What the exercise asks:
Everything from the line with "Task: indicate one point on every instance of the upstairs" to the end of the data should be restated word for word, and nothing before it.

Dataset records:
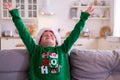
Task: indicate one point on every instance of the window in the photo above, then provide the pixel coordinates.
(116, 18)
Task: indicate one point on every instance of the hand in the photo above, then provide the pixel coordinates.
(8, 6)
(89, 10)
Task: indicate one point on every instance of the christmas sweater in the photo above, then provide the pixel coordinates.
(49, 63)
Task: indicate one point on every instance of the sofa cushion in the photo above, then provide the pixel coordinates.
(95, 64)
(14, 60)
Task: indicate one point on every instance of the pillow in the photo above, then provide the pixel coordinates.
(14, 60)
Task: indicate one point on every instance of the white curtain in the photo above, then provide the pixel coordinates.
(116, 18)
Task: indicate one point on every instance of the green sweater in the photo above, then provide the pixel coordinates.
(48, 63)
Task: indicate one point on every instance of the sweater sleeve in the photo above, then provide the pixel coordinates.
(70, 40)
(23, 33)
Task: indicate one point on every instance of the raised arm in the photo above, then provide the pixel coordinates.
(24, 34)
(70, 40)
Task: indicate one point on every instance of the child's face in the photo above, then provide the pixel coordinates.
(48, 39)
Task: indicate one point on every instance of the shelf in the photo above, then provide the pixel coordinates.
(94, 18)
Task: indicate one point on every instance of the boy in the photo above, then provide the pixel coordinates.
(48, 58)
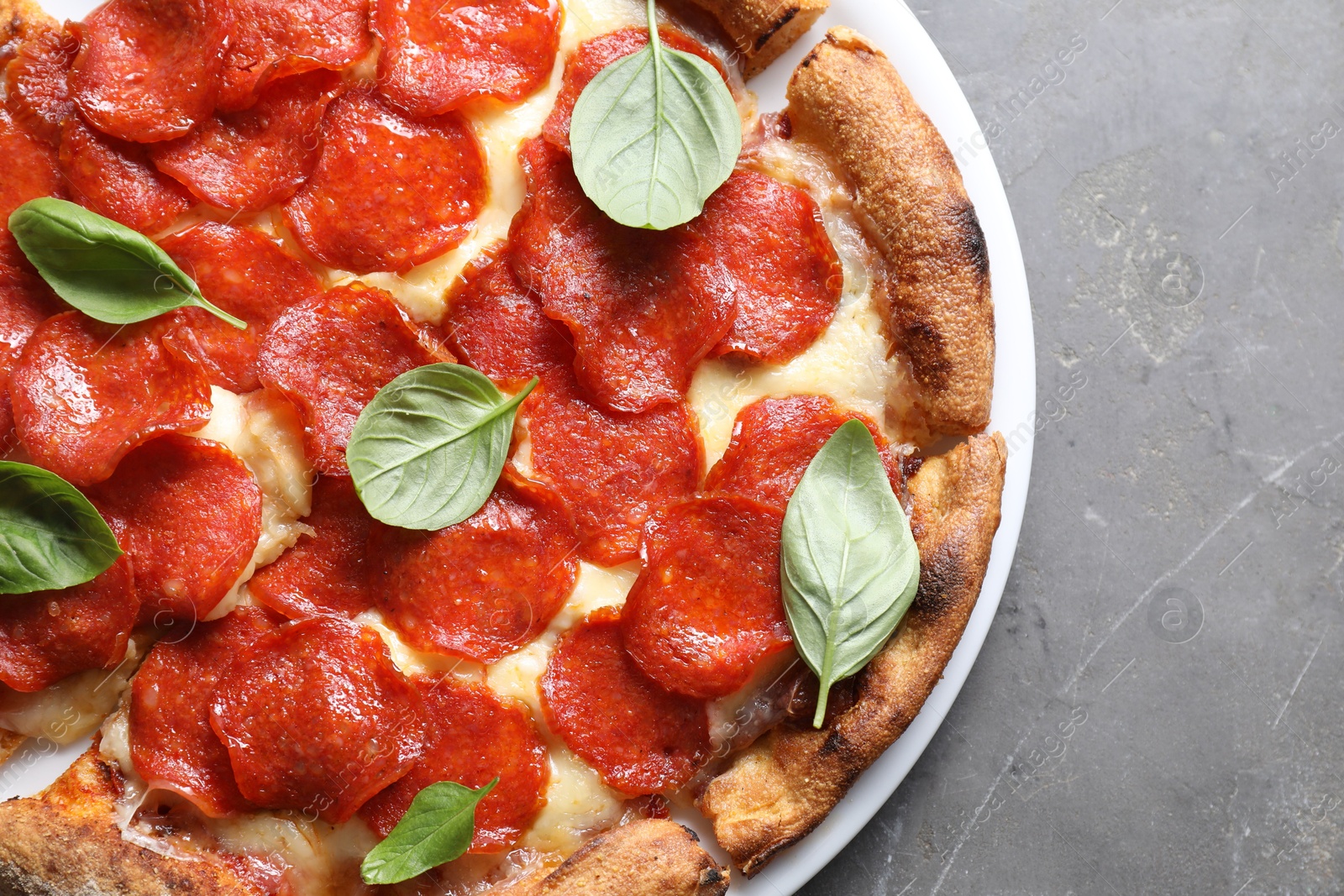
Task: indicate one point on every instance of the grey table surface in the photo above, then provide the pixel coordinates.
(1156, 708)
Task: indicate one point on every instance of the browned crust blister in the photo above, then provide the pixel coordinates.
(66, 842)
(761, 29)
(781, 788)
(848, 98)
(651, 857)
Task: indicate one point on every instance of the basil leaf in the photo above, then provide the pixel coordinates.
(427, 452)
(50, 535)
(848, 562)
(107, 270)
(437, 828)
(654, 134)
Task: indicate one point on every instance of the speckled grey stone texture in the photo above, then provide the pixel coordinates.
(1158, 705)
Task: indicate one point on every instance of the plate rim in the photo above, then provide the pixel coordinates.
(898, 33)
(895, 29)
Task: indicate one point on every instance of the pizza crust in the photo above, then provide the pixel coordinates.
(66, 842)
(848, 98)
(651, 857)
(783, 786)
(761, 29)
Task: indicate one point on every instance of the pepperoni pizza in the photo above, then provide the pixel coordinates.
(272, 673)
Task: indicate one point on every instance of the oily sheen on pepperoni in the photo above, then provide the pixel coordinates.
(192, 511)
(612, 469)
(499, 328)
(326, 573)
(249, 275)
(484, 587)
(22, 309)
(31, 170)
(318, 719)
(707, 606)
(172, 745)
(389, 192)
(87, 392)
(640, 738)
(437, 55)
(776, 438)
(114, 179)
(472, 736)
(273, 39)
(329, 355)
(790, 277)
(255, 157)
(150, 69)
(595, 55)
(47, 636)
(38, 96)
(644, 307)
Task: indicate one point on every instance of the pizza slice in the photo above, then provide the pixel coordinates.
(282, 672)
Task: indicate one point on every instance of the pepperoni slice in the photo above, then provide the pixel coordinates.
(150, 69)
(790, 275)
(331, 354)
(389, 192)
(47, 636)
(612, 469)
(438, 55)
(273, 39)
(35, 81)
(31, 170)
(499, 328)
(474, 736)
(640, 738)
(707, 606)
(324, 574)
(114, 179)
(249, 275)
(597, 54)
(318, 719)
(192, 511)
(776, 438)
(644, 307)
(22, 309)
(172, 745)
(253, 159)
(87, 392)
(484, 587)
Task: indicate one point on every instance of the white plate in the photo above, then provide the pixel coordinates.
(891, 26)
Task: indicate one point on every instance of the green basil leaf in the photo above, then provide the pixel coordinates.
(848, 562)
(437, 828)
(107, 270)
(50, 535)
(427, 452)
(654, 134)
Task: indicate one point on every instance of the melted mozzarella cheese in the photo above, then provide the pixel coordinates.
(73, 707)
(850, 363)
(577, 801)
(499, 129)
(264, 430)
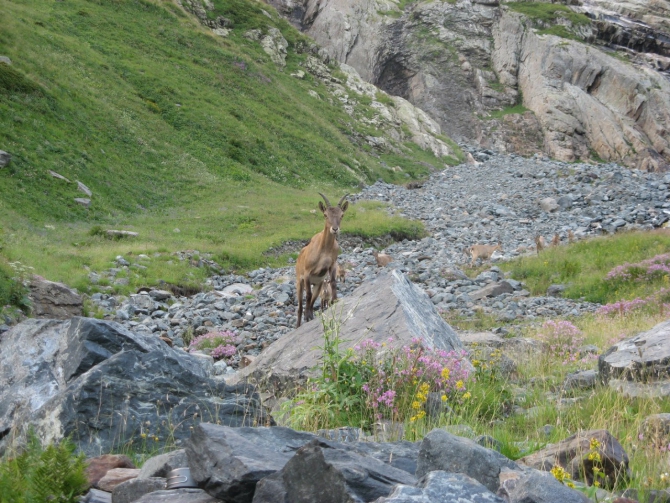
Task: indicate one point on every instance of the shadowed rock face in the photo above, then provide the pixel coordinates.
(459, 61)
(104, 385)
(389, 306)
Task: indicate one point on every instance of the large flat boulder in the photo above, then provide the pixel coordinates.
(644, 358)
(389, 306)
(105, 386)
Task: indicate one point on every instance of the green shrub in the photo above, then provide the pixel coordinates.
(52, 474)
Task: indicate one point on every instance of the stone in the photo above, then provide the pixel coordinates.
(549, 204)
(572, 455)
(585, 379)
(656, 429)
(92, 380)
(390, 304)
(97, 467)
(441, 487)
(537, 487)
(54, 300)
(133, 489)
(83, 188)
(5, 158)
(116, 476)
(441, 450)
(184, 495)
(161, 465)
(492, 290)
(319, 472)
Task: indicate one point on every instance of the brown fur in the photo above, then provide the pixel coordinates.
(382, 258)
(317, 261)
(483, 252)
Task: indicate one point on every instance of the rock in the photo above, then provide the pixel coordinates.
(572, 455)
(585, 379)
(5, 158)
(82, 370)
(132, 490)
(97, 467)
(178, 496)
(390, 304)
(319, 472)
(161, 465)
(555, 290)
(439, 487)
(54, 300)
(549, 204)
(228, 462)
(492, 290)
(83, 188)
(536, 487)
(656, 429)
(441, 450)
(116, 476)
(643, 358)
(275, 45)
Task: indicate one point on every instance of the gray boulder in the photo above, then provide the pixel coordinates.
(104, 386)
(441, 450)
(388, 305)
(132, 490)
(54, 300)
(442, 487)
(321, 473)
(643, 358)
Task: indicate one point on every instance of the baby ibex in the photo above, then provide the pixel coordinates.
(317, 260)
(483, 252)
(382, 258)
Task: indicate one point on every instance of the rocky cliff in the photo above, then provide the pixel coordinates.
(591, 74)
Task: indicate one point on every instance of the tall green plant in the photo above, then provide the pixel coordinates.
(51, 474)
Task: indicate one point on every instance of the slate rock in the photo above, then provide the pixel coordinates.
(228, 462)
(318, 472)
(388, 305)
(183, 495)
(54, 300)
(93, 380)
(132, 490)
(644, 357)
(492, 290)
(161, 465)
(441, 450)
(572, 455)
(97, 467)
(442, 487)
(536, 487)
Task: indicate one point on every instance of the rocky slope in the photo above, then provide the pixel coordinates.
(598, 90)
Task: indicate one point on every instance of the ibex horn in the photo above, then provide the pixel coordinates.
(325, 199)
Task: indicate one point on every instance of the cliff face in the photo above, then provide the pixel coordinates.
(597, 91)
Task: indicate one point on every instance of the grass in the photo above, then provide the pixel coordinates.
(193, 140)
(584, 265)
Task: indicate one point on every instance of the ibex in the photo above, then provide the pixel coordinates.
(382, 258)
(482, 251)
(318, 259)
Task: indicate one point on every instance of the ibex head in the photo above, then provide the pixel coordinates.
(333, 214)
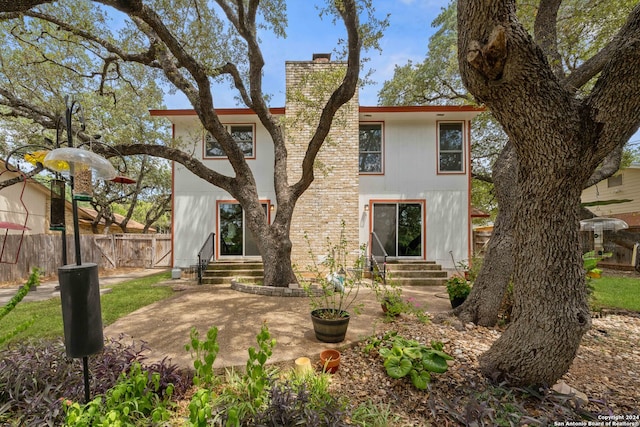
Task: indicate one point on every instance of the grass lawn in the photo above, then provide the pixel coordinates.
(124, 298)
(617, 292)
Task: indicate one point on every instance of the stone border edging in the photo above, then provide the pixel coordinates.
(294, 290)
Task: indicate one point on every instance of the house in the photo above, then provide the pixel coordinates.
(402, 173)
(616, 197)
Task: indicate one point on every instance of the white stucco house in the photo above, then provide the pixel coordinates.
(401, 172)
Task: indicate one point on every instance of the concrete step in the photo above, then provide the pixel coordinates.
(420, 281)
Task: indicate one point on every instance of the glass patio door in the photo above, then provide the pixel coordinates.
(235, 239)
(399, 228)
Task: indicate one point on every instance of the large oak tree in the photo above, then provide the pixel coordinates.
(560, 136)
(581, 29)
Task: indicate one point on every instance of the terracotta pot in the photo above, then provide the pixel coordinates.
(303, 365)
(457, 301)
(330, 360)
(385, 307)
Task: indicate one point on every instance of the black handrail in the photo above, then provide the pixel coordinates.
(205, 255)
(373, 261)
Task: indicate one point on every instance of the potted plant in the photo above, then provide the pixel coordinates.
(458, 289)
(333, 290)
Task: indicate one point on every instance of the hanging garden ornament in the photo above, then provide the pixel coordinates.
(83, 165)
(121, 179)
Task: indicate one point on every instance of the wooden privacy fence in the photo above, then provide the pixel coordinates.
(107, 250)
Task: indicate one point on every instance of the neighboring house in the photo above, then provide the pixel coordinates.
(616, 197)
(24, 204)
(401, 172)
(35, 206)
(86, 216)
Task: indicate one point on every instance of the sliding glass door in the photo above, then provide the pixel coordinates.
(235, 238)
(399, 226)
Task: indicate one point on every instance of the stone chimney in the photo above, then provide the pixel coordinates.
(333, 196)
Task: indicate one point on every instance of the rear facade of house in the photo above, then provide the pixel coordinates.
(398, 177)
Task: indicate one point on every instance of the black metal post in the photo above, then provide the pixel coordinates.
(85, 368)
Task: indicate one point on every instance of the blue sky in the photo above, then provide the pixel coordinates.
(406, 38)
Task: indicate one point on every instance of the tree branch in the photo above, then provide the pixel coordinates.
(546, 34)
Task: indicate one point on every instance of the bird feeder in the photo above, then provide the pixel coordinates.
(83, 165)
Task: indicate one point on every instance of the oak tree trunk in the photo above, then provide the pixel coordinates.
(483, 304)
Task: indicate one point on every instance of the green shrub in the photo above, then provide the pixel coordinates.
(136, 398)
(404, 357)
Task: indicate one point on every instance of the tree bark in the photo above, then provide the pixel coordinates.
(483, 303)
(559, 140)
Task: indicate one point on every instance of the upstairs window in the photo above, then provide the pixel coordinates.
(241, 134)
(614, 181)
(370, 159)
(450, 147)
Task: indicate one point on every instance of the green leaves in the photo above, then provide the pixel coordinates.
(398, 367)
(409, 357)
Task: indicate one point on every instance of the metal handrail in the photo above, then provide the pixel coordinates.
(205, 255)
(373, 262)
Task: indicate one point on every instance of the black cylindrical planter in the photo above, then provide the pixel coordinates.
(329, 330)
(81, 310)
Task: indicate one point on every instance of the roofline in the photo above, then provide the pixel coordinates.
(219, 111)
(362, 109)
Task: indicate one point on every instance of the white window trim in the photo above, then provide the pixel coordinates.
(228, 127)
(462, 150)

Worked answer:
Task: indicate one point on every instance of the upstairs window in the photo above, then provide the pixel coordinates.
(241, 134)
(614, 181)
(370, 159)
(450, 147)
Task: indicate one point on every instance of the green leaves in the photo above, then provide the pixel coordinates.
(398, 367)
(409, 357)
Task: indicate one point on every instance of the metal handrail in the photo above, then provide the pixel coordinates.
(205, 255)
(373, 262)
Task: indicate one point on every instance of the black cylindrical planter in the photo above, then provide the pixel coordinates.
(329, 330)
(81, 310)
Task: indicate one point on every instance of the roofline in the photo above, then provide the pixel coordinates.
(219, 111)
(362, 109)
Task: indicate one point on every instance of the white window trim in the photo above, then provide the pixel coordinates.
(228, 127)
(462, 150)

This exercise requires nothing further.